* [What you should do] List every line of the entries below that contains the string "bird", copying each line in full.

Bounding-box records
↓

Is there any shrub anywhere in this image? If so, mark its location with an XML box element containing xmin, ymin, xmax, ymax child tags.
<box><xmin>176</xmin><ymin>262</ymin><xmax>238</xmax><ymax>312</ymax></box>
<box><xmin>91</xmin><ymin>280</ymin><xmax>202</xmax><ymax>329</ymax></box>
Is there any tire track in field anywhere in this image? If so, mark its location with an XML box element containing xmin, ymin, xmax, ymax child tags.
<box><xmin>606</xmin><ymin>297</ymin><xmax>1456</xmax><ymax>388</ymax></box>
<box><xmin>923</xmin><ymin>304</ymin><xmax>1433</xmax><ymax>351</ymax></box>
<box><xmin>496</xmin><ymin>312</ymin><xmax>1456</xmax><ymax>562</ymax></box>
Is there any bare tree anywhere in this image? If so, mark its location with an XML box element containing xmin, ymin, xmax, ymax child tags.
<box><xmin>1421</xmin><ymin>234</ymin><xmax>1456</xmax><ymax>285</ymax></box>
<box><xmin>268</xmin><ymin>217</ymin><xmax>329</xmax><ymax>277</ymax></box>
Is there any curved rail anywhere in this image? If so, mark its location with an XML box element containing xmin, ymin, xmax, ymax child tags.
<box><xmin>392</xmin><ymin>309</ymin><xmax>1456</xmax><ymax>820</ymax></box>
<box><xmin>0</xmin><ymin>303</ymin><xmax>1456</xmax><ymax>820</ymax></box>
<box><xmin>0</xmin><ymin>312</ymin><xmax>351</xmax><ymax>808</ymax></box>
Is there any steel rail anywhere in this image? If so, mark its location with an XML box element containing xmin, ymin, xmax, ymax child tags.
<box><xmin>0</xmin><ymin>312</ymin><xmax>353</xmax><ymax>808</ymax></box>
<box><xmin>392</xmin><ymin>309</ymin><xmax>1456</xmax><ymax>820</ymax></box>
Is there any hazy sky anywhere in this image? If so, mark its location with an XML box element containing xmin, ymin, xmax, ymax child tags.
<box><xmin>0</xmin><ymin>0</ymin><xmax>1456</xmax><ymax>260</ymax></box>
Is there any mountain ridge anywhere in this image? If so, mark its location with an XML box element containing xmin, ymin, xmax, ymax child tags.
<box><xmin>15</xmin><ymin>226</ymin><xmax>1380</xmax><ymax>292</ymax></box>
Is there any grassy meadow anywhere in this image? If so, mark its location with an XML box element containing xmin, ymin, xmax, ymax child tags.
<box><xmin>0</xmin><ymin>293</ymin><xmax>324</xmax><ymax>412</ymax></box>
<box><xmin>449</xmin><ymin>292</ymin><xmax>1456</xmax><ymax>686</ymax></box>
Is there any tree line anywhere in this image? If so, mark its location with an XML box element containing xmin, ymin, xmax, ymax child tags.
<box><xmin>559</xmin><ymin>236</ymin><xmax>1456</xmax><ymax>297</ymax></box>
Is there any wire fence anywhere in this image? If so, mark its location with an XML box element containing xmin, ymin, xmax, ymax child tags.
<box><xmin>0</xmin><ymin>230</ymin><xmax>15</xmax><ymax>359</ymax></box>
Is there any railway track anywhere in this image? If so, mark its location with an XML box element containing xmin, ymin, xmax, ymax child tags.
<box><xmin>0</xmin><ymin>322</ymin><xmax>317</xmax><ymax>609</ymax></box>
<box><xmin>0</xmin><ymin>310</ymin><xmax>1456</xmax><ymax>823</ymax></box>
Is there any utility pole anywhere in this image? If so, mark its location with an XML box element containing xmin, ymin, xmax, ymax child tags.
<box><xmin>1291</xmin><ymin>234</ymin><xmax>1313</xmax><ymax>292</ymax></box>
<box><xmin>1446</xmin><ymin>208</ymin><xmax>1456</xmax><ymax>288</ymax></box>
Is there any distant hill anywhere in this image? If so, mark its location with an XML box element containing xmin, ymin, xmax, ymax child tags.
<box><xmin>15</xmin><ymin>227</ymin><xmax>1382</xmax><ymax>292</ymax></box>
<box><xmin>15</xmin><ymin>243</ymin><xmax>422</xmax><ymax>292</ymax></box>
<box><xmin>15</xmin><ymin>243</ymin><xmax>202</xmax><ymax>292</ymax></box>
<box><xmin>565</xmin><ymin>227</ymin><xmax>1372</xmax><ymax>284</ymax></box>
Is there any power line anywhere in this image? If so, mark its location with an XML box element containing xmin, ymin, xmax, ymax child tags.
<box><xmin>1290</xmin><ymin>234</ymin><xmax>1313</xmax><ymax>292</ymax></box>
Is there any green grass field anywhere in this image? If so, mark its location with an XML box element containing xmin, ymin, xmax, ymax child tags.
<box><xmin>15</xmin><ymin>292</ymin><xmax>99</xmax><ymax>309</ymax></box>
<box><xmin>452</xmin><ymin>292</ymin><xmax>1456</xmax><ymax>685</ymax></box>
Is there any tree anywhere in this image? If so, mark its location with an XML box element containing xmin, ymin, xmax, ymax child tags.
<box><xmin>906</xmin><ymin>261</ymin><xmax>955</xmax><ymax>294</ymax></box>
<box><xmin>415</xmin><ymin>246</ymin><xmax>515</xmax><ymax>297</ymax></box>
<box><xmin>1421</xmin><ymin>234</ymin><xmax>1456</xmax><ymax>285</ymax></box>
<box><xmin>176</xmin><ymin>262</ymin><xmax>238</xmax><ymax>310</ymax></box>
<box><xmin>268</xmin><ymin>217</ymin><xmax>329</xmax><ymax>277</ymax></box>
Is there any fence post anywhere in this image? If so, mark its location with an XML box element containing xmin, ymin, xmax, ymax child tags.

↑
↓

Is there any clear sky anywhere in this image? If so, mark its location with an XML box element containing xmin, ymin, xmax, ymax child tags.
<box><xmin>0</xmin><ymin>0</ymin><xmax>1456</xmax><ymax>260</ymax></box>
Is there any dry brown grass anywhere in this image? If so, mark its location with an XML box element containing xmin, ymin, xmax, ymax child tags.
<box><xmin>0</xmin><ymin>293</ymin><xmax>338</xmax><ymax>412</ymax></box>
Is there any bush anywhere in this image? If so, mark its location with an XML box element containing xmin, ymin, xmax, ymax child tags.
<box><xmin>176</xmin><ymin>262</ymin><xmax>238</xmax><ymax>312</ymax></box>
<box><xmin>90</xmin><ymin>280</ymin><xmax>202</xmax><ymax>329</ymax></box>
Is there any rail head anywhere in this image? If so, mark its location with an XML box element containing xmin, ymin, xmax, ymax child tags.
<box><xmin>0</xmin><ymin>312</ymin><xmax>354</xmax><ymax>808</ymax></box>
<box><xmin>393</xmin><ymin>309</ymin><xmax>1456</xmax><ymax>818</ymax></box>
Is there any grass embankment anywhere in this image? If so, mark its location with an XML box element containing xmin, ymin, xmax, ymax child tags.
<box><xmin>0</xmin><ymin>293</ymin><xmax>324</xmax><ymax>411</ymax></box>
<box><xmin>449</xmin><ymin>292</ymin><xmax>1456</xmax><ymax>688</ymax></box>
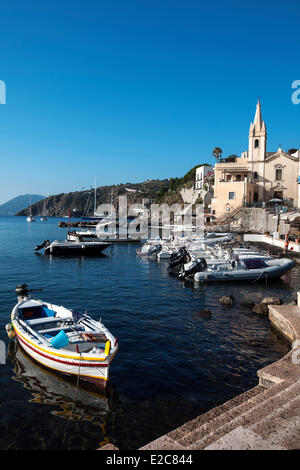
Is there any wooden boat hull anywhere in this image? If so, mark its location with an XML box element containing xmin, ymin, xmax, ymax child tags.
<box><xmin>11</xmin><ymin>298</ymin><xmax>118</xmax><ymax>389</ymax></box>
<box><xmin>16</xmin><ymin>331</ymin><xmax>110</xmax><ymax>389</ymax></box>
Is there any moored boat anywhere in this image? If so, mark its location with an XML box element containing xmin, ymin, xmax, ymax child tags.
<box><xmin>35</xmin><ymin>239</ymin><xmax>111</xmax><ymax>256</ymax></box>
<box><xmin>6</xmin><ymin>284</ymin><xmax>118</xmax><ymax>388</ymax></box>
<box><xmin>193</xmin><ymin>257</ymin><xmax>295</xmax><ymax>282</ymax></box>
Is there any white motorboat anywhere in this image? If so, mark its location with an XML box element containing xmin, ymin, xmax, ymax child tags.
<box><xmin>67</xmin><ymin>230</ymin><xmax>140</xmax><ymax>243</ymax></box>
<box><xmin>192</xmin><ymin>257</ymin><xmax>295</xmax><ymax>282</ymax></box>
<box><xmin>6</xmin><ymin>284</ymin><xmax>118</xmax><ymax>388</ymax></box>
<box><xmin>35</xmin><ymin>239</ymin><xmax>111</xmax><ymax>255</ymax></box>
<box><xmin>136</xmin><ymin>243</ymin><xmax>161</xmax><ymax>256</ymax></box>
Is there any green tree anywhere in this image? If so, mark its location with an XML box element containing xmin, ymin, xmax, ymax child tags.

↑
↓

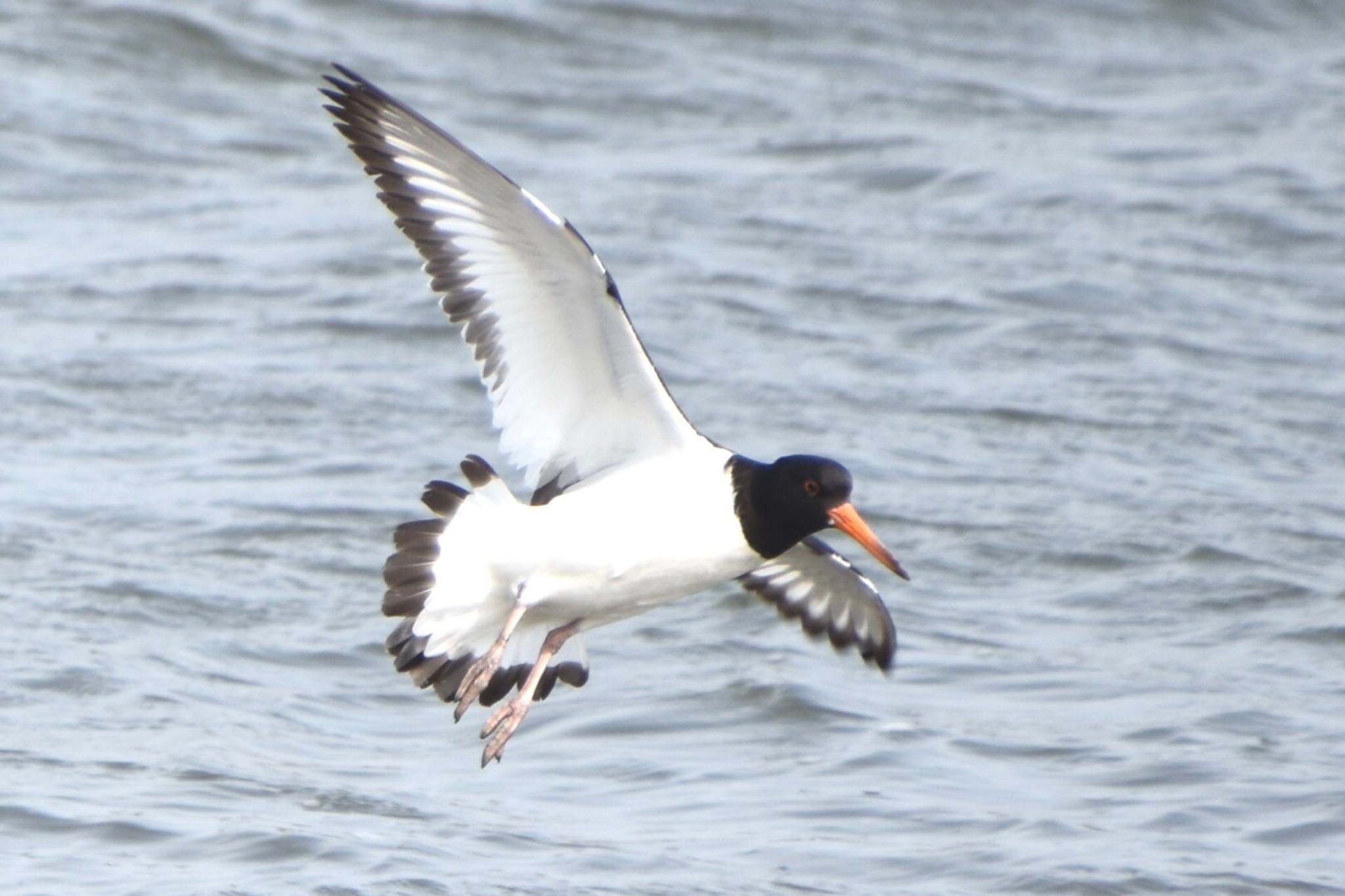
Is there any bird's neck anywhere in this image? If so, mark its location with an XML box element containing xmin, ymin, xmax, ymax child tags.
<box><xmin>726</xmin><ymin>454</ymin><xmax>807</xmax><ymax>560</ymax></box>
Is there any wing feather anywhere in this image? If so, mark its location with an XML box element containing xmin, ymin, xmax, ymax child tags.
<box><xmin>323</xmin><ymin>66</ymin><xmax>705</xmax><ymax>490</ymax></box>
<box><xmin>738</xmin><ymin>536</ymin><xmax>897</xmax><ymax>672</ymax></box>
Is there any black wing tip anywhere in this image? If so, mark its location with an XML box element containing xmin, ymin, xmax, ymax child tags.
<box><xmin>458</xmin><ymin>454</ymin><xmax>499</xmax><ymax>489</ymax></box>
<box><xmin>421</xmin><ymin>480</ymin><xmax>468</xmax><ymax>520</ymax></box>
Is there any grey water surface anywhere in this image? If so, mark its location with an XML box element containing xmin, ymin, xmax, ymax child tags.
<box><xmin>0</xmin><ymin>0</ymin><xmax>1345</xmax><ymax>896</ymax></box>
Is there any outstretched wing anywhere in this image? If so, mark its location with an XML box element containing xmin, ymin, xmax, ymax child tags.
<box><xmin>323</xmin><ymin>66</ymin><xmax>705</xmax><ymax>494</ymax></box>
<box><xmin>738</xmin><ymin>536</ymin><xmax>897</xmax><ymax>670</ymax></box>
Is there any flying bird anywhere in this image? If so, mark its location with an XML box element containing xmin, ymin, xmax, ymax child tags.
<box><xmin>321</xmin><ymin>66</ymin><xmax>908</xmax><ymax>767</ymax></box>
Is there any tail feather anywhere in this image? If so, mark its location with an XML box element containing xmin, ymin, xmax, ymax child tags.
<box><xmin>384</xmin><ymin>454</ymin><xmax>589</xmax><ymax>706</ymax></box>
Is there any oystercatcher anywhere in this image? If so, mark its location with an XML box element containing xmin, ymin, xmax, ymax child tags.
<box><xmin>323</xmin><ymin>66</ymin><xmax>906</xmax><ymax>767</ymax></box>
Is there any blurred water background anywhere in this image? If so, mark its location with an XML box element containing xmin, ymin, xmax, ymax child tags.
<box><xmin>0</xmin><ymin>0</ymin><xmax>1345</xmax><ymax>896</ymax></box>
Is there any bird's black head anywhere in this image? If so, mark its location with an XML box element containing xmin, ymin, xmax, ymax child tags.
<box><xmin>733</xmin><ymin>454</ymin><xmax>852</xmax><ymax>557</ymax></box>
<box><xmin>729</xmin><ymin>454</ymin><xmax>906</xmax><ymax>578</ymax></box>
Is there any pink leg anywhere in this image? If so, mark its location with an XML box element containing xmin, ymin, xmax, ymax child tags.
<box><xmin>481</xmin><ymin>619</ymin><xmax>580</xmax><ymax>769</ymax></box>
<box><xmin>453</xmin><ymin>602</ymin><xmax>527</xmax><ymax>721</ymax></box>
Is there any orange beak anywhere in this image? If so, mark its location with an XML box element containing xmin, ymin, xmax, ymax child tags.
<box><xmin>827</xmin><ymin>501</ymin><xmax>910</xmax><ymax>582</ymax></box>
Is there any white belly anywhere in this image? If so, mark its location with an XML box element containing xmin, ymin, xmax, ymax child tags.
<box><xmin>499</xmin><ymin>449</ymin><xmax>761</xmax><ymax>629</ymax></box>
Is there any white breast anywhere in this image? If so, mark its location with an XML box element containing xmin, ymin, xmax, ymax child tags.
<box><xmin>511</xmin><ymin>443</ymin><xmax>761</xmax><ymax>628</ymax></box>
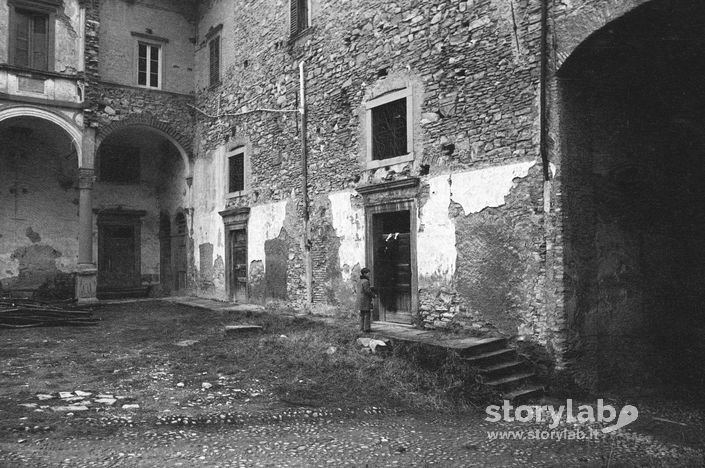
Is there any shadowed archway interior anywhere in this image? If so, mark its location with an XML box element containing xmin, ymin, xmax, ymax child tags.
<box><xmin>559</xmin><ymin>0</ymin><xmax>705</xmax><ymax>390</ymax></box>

↑

* [Problem solution]
Is there any bird's neck anywhere in this image? If so, mark its location with an XML box element containing xmin, ymin, xmax, ymax child tags.
Is there any flying bird anywhere in this image? If so, mark its location with an XML box element containing xmin, ymin, xmax, ymax child tags.
Is there any bird's black head anywhere in this image? If so, mark its location with an XML box element containing xmin, ymin, xmax, ymax child tags.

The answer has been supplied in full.